→ **INSTRUCTION A**
Report each line in the rows below that contains the string "rose", treating uppercase and lowercase as different.
** Start of GIVEN TEXT **
One Nation, Under Illusion: Neil Gabler in the Boston Globe

One nation, under illusion

By Neal Gabler
Boston Globe, October 13, 2009

THE HOARIEST and most oft-repeated cliche in American politics may be that America is the greatest country in the world. Every politician, Democrat and Republican, seems duty bound to pander to this idea of American exceptionalism, and woe unto him who hints otherwise. This country is “the last, best hope of mankind,’’ or the “shining city on the hill,’’ or the “great social experiment.’’ As if this weren’t enough, Jimmy Carter upped the fawning ante 30 years ago by uttering arguably the most damning words in modern American politics. He called for a “government as good as the American people,’’ thus taking national greatness and investing it in each and every one of us.

Carter was speaking when Watergate was fresh, and government had been disgraced, but still. The fact of the matter is that whenever anything really significant has been accomplished by our government, it is precisely because it was better than the American people.
** End of GIVEN TEXT **
** Start of DATA FOR THIS TASK **
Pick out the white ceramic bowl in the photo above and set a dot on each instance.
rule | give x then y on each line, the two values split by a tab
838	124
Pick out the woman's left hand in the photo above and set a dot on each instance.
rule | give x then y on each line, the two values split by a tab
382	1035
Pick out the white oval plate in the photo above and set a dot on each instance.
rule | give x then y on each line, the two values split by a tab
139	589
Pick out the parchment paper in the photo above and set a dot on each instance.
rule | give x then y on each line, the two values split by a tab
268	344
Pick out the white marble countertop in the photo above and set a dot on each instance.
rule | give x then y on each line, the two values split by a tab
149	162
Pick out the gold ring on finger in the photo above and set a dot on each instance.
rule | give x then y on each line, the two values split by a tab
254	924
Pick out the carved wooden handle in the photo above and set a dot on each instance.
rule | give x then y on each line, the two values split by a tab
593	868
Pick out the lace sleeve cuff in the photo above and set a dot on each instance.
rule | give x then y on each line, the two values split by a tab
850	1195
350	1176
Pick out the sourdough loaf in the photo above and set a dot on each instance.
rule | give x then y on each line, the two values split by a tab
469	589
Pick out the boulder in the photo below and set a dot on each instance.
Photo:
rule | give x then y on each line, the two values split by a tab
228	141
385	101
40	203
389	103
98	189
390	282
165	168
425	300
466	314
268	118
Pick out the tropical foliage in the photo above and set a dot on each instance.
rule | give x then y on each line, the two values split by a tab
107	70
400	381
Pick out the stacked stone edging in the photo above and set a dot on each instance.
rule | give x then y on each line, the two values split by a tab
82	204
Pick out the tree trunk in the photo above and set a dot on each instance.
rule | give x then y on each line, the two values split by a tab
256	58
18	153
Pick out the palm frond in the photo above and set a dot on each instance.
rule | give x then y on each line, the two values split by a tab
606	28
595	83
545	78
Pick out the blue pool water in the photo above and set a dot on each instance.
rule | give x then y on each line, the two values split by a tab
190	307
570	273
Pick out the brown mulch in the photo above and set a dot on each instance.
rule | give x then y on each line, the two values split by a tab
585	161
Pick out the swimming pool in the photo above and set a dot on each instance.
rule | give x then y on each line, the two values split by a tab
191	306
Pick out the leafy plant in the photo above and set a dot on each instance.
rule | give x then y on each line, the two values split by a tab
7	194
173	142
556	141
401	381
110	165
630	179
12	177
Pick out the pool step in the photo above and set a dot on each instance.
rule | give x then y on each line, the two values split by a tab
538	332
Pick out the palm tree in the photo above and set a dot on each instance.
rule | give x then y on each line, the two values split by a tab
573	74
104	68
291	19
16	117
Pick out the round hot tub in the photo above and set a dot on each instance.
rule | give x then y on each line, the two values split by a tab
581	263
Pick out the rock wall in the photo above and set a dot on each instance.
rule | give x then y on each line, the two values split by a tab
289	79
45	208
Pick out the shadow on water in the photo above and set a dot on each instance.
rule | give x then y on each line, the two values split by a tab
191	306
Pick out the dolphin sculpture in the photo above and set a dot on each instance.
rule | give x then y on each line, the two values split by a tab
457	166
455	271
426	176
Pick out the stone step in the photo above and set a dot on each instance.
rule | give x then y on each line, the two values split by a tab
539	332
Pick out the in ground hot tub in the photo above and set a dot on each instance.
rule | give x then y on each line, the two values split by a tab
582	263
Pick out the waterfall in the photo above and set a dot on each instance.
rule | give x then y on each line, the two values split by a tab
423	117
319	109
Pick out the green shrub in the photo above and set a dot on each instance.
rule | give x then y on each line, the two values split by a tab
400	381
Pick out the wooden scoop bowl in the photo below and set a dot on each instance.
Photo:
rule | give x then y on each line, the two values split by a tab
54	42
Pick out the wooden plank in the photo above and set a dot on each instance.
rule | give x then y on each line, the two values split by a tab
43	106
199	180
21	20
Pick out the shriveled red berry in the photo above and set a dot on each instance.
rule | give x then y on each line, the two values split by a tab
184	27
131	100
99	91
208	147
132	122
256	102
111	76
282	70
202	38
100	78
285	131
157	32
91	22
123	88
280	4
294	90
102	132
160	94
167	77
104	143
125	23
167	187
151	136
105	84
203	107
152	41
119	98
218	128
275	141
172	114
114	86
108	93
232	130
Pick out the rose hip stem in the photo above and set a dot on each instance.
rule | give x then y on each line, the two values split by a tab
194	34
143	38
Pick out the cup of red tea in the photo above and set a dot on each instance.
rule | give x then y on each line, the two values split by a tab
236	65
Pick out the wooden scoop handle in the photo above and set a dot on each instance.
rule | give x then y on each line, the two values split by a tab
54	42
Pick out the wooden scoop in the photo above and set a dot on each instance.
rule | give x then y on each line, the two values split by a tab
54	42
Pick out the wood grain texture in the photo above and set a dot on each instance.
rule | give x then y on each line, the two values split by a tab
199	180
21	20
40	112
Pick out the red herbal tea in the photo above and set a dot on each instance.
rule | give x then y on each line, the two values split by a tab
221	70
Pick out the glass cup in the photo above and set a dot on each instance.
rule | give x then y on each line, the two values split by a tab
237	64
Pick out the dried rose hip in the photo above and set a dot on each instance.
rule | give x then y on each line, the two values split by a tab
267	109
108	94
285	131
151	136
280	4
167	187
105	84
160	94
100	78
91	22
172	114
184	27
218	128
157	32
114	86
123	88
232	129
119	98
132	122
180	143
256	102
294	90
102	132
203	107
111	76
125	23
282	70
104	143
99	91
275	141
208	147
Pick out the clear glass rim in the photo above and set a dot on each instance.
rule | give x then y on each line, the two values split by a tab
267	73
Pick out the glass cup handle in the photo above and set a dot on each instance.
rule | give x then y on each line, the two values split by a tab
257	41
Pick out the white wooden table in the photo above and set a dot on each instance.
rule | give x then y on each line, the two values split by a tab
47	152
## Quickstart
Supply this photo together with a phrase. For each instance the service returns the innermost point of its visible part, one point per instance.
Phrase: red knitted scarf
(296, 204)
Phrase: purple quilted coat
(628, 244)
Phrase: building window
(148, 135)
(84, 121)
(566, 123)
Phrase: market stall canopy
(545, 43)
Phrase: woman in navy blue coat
** End of DATA FOR THIS TASK **
→ **INSTRUCTION B**
Go on with the Boston Globe column on American exceptionalism, picking up right after its final sentence.

→ **WRITTEN REPLY A**
Pick out the rose hip stem in the photo above and set a dot on each instance.
Pick out the dried rose hip in the photo above and set a dot on each instance.

→ **WRITTEN REPLY B**
Think of World War II, America’s entrance into which was strenuously resisted by the populace until Franklin Roosevelt carefully laid the groundwork and Pearl Harbor made it inevitable. Think of civil rights, which Lyndon Johnson pressed despite widescale opposition, and not just in the South. Even then it took more than 100 years. Or think of the current health care debate in which Americans seem to desire some sort of reform, just not a reform that would significantly help people in dire need, while the Obama administration is pushing to provide that assistance. In the end, government has inspired Americans far more than Americans have inspired their government. They are too busy boasting.

There is nothing wrong with self-satisfaction or national pride. But the incessant trumpeting of our national superiority to every other country in the world is more than just off-putting and insulting. It is infantile, like the vaunting of a schoolyard bully that his Dad is better than your Dad. It is wrong. And it might be dangerous both to ourselves and to the rest of the world.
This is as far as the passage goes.